PROBLEM STATEMENT »
Return the complete listing that follows, with each line reproduced exactly.

______________________________

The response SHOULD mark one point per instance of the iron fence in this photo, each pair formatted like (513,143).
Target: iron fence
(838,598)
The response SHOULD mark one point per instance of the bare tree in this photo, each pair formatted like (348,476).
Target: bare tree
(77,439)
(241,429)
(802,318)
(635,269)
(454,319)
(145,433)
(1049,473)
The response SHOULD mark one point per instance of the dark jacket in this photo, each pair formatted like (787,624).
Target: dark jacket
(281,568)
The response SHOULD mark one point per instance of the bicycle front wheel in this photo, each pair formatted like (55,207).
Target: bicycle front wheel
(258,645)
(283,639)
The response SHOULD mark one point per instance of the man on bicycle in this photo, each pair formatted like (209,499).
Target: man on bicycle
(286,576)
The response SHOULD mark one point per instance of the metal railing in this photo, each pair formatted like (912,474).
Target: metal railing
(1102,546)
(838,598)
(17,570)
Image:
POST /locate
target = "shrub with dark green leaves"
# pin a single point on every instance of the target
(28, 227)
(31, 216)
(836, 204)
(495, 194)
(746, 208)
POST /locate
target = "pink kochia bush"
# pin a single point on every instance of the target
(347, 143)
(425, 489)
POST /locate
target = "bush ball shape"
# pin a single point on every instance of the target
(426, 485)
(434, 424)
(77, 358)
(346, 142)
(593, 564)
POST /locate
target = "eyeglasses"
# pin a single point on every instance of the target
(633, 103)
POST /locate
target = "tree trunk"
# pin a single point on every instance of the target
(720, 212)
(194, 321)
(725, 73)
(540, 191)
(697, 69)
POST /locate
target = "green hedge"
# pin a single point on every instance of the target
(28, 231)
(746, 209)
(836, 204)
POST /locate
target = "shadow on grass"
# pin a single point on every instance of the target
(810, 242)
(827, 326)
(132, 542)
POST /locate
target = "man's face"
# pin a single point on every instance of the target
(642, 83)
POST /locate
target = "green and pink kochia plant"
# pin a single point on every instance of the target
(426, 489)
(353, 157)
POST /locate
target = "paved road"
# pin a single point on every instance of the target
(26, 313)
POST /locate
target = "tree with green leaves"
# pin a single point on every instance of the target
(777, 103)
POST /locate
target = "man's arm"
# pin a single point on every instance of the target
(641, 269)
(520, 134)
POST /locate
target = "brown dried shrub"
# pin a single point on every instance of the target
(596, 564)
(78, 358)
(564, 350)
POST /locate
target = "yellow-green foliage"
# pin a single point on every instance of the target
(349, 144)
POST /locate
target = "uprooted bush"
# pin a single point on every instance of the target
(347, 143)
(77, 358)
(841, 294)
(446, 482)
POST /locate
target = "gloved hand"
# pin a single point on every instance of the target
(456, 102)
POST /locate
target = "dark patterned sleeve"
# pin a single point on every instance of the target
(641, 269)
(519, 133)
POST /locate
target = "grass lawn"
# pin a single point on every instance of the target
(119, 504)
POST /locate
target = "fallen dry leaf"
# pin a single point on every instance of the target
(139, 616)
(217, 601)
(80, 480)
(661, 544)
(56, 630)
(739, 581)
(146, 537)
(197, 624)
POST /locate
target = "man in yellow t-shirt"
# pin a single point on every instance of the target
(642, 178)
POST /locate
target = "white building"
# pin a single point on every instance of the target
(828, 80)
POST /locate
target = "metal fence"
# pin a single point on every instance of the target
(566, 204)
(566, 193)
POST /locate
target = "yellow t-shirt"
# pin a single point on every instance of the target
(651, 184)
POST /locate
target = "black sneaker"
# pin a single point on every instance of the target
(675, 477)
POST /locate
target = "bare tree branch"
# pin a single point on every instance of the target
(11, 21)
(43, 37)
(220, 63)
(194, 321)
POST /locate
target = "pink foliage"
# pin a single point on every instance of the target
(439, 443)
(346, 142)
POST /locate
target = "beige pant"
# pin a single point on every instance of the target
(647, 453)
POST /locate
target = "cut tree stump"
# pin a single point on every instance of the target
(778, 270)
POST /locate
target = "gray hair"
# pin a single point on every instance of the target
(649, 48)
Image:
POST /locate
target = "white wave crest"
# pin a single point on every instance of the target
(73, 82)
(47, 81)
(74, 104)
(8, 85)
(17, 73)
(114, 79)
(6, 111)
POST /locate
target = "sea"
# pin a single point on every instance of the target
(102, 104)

______________________________

RESULT FOR THIS EXERCISE »
The response SHOULD mark one point per instance of the iron fence in this photo, each pair formatted like (513,143).
Target: iron fence
(838,598)
The response SHOULD mark one point per instance of the bare tree in this photo, each pair formatted like (348,476).
Target: bare tree
(77,439)
(241,429)
(802,318)
(635,269)
(454,319)
(145,433)
(1049,473)
The response SHOULD mark one point per instance of the dark jacket in this photo, each pair formatted like (787,624).
Target: dark jacket
(281,568)
The response SHOULD mark one point per instance of the bicycle front wheel in this photo, each pair formatted like (55,207).
Target: bicycle front wheel
(258,645)
(283,639)
The response SHOULD mark one point per instance of the man on bicycle in this photo, each pair formatted like (209,499).
Target: man on bicycle
(286,576)
The response SHOULD mark one point per instance of the metal railing in this photo, each pair formatted like (912,474).
Target: metal railing
(1102,546)
(838,598)
(17,570)
Image:
POST /locate
target = "shrub with dark green leaves"
# pin a single point on every instance of the target
(28, 227)
(31, 216)
(836, 204)
(495, 194)
(746, 208)
POST /locate
target = "pink kochia bush"
# pin a single point on every instance of the target
(347, 143)
(425, 489)
POST /locate
target = "bush ball shape"
# pin a single point on every instance of the target
(426, 485)
(434, 424)
(77, 358)
(346, 142)
(593, 564)
POST /locate
target = "eyeglasses"
# pin a single point on every instance of the target
(633, 103)
POST /locate
target = "tree trunk"
# pin a single point on every instance of the target
(720, 212)
(194, 321)
(725, 73)
(540, 191)
(697, 69)
POST /locate
target = "green hedge"
# pin a single point on every instance of the target
(28, 231)
(746, 209)
(836, 204)
POST /locate
target = "shadow on grass"
# pin a single point on every instance of the target
(810, 242)
(827, 326)
(132, 542)
POST /locate
target = "man's face"
# pin a single point on every instance of the target
(642, 83)
POST /locate
target = "green and pink kochia plant"
# pin a single point on every instance of the target
(426, 489)
(353, 157)
POST /locate
target = "paved road"
# pin a single point on every instance of the target
(26, 313)
POST /locate
target = "tree with green leaves"
# pin a single point on every instance of the target
(777, 103)
POST /locate
target = "man's arm"
# pin a single point on every instance of the target
(641, 269)
(520, 134)
POST /locate
target = "brown dried shrub"
# pin a single point on every instance of the target
(596, 564)
(78, 358)
(564, 350)
POST /locate
target = "yellow-green foliage"
# pin a single point on every instance of the target
(349, 144)
POST /locate
target = "uprooted bush"
# pin a single point on every instance of the target
(347, 143)
(77, 358)
(841, 294)
(446, 482)
POST /locate
target = "gloved hand"
# pin a single point on every instance of the target
(456, 102)
POST /locate
target = "dark patterned sleeve"
# pin a single point on every instance of the target
(641, 269)
(519, 133)
POST /locate
target = "grass lawn"
# pin a single point on every instance of the target
(119, 504)
POST /locate
target = "fallen dry leaf"
# pin a single point on every instance of the target
(139, 616)
(217, 601)
(80, 480)
(661, 544)
(56, 630)
(739, 581)
(146, 537)
(197, 624)
POST /locate
target = "man in yellow t-shirt"
# pin a single point on every instance of the target
(642, 178)
POST /locate
target = "white building"
# pin a single point on every instance of the target
(828, 80)
POST /locate
target = "metal fence"
# pin a single point on every instance of the target
(566, 204)
(566, 193)
POST /locate
target = "yellow t-shirt"
# pin a single point on every instance of the target
(651, 184)
POST /locate
target = "black sneaker"
# pin a single point on every instance of the target
(675, 477)
POST /locate
target = "bare tree branch"
# pin a single point on every instance of the target
(11, 21)
(43, 37)
(220, 63)
(194, 321)
POST /locate
target = "pink foliage"
# pin a single point on every instance of the target
(439, 443)
(346, 142)
POST /locate
target = "beige pant"
# pin a single point on every instance of the target
(647, 453)
POST /locate
target = "cut tree stump"
# pin a single point on every instance of the target
(778, 270)
POST /locate
target = "gray hair"
# pin a single point on every instance of the target
(649, 48)
Image:
POST /locate
target = "white wave crest"
# pin a single point on every instance of the target
(73, 82)
(47, 81)
(74, 104)
(8, 85)
(17, 73)
(114, 79)
(6, 111)
POST /locate
target = "sea"
# pin a single point on every instance of the target
(102, 104)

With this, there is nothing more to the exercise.